(Excerpts of pointing data)
[START]

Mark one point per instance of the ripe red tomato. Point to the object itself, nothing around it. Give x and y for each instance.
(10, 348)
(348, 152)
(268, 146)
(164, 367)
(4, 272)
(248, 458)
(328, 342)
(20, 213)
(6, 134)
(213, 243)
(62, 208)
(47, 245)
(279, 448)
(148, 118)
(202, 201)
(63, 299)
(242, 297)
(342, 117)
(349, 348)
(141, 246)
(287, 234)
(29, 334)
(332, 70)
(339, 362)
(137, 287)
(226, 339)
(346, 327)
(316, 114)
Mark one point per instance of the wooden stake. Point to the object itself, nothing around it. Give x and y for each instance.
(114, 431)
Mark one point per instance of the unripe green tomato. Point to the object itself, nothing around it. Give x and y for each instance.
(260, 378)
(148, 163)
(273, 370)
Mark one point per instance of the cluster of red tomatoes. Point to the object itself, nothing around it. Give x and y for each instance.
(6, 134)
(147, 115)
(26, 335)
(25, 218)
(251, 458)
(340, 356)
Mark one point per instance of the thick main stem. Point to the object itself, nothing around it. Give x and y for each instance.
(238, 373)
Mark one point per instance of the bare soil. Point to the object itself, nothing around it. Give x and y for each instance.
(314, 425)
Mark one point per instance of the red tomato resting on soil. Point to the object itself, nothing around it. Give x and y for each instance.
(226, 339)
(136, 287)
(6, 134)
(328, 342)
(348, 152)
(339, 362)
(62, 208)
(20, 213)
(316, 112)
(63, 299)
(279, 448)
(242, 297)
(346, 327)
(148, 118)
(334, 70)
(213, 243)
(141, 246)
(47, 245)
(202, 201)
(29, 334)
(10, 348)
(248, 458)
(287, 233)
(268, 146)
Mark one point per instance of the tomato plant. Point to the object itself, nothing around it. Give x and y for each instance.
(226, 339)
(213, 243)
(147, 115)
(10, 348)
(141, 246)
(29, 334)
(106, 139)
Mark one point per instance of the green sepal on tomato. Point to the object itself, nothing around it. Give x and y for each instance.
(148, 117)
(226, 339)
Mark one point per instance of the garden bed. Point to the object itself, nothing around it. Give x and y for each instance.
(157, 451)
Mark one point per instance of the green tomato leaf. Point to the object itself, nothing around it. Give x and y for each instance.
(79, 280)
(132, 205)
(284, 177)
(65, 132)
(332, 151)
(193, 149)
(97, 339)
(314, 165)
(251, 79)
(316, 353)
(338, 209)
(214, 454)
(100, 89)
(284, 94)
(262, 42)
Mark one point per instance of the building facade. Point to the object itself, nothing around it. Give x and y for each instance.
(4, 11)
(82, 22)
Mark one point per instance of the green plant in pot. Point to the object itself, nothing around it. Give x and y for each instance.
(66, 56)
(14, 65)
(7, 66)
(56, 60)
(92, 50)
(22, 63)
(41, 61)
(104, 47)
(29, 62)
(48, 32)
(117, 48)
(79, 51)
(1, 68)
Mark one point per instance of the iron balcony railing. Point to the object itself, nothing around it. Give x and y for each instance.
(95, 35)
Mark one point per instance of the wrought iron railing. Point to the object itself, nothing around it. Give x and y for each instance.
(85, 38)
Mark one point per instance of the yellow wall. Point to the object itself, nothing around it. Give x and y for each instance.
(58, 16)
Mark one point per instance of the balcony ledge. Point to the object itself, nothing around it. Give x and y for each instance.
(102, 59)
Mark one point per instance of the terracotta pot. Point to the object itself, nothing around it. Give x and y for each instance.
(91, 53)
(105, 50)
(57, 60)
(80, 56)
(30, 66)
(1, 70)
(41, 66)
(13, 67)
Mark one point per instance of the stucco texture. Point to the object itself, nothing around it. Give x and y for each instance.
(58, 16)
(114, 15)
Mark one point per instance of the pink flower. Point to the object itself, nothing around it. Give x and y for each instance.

[END]

Job: Edit the data above by changing every "nothing around it" to "not its surroundings", leaving everything else as it is.

Solution to this problem:
Mark one point per instance of the ripe red tomato. Point to the object itself, not its surroundings. Give x and y for each instance.
(10, 348)
(348, 152)
(268, 146)
(164, 367)
(4, 272)
(248, 458)
(328, 342)
(20, 213)
(6, 134)
(213, 243)
(62, 208)
(47, 245)
(279, 448)
(148, 118)
(202, 201)
(63, 299)
(242, 297)
(342, 117)
(349, 348)
(141, 246)
(287, 234)
(29, 334)
(332, 70)
(339, 362)
(137, 287)
(226, 339)
(346, 327)
(316, 114)
Mark one point per instance of the wooden stake. Point to the object itself, not its surroundings. Give x and y for each instance.
(114, 431)
Mark one point per instance of the unripe green tomato. Point to the object itself, not its surroundings. Give x and y for each instance.
(260, 378)
(148, 163)
(273, 370)
Mark one point per instance of the cluster of red tomatoes. Point to the object itself, not its surroundings. Give x and y for each instance.
(6, 134)
(147, 115)
(26, 335)
(25, 218)
(251, 458)
(340, 356)
Mark one point per instance of the thick main stem. Point to the object itself, not its surroundings. Give x and y for each instance.
(238, 373)
Mark one point per instance of the bare soil. Point to the object itself, not its surroundings. Give x and y for each instance.
(314, 425)
Mark one point per instance of the red tomato resting on soil. Point to the object itself, not its surroundings. Give x and y for each instance.
(226, 339)
(136, 287)
(6, 134)
(328, 342)
(348, 152)
(339, 362)
(62, 208)
(20, 213)
(316, 112)
(63, 299)
(279, 448)
(242, 297)
(346, 327)
(148, 118)
(334, 70)
(213, 243)
(141, 246)
(47, 245)
(202, 201)
(29, 334)
(10, 348)
(248, 458)
(287, 233)
(268, 146)
Mark one point per instance of the tomato plant. Point to the object itself, not its surroundings. Give x and y for each instance.
(226, 339)
(213, 243)
(147, 115)
(10, 348)
(141, 246)
(29, 334)
(106, 139)
Mark one point per instance of the green sepal on tomato. Point to the object itself, not its surroundings. Give x and y for each instance.
(148, 117)
(226, 339)
Mark one point per instance of the garden bed. Point to the object itself, not its surroundings. Give x and y for each instance.
(157, 451)
Mark one point per instance of the green tomato leaf. Point to the object itself, not its surroundings. Give x and y for each instance.
(79, 280)
(132, 205)
(284, 177)
(65, 132)
(332, 151)
(193, 149)
(97, 339)
(314, 165)
(251, 79)
(316, 353)
(338, 209)
(214, 454)
(100, 89)
(284, 94)
(262, 42)
Mark one point per instance of the building facade. Point to the object itself, not its surroundings. Give x and y for each instance.
(4, 11)
(82, 22)
Mark one point per instance of the green plant in pot. Point to the object itself, not its surroundings. Give x and y for each instance.
(66, 56)
(14, 65)
(7, 66)
(56, 60)
(92, 50)
(22, 63)
(41, 61)
(104, 47)
(29, 62)
(48, 32)
(117, 48)
(79, 51)
(1, 68)
Mark one point per instance of the iron balcony railing. Point to the object itself, not its surroundings. Give x and y for each instance.
(95, 35)
Mark one point per instance of the wrought iron railing. Point to the object itself, not its surroundings. Give x and y for each instance.
(85, 38)
Mark one point per instance of the yellow wall. Point to the object itself, not its surroundings. Give x and y for each instance.
(58, 16)
Mark one point per instance of the balcony ledge. Point to the object itself, not its surroundings. Give x and y for each instance.
(102, 59)
Mark one point per instance of the terracotta pot. Point to the object itself, not its surroundings. Give x and y for each instance.
(91, 53)
(105, 50)
(57, 60)
(80, 56)
(30, 66)
(1, 70)
(41, 66)
(13, 67)
Mark one point per instance of the stucco texture. Point to the object itself, not its surroundings. Give x and y for each instance.
(58, 16)
(114, 15)
Mark one point per instance of the pink flower. Point to the object itself, not its surroundings. Give x and y for each instance.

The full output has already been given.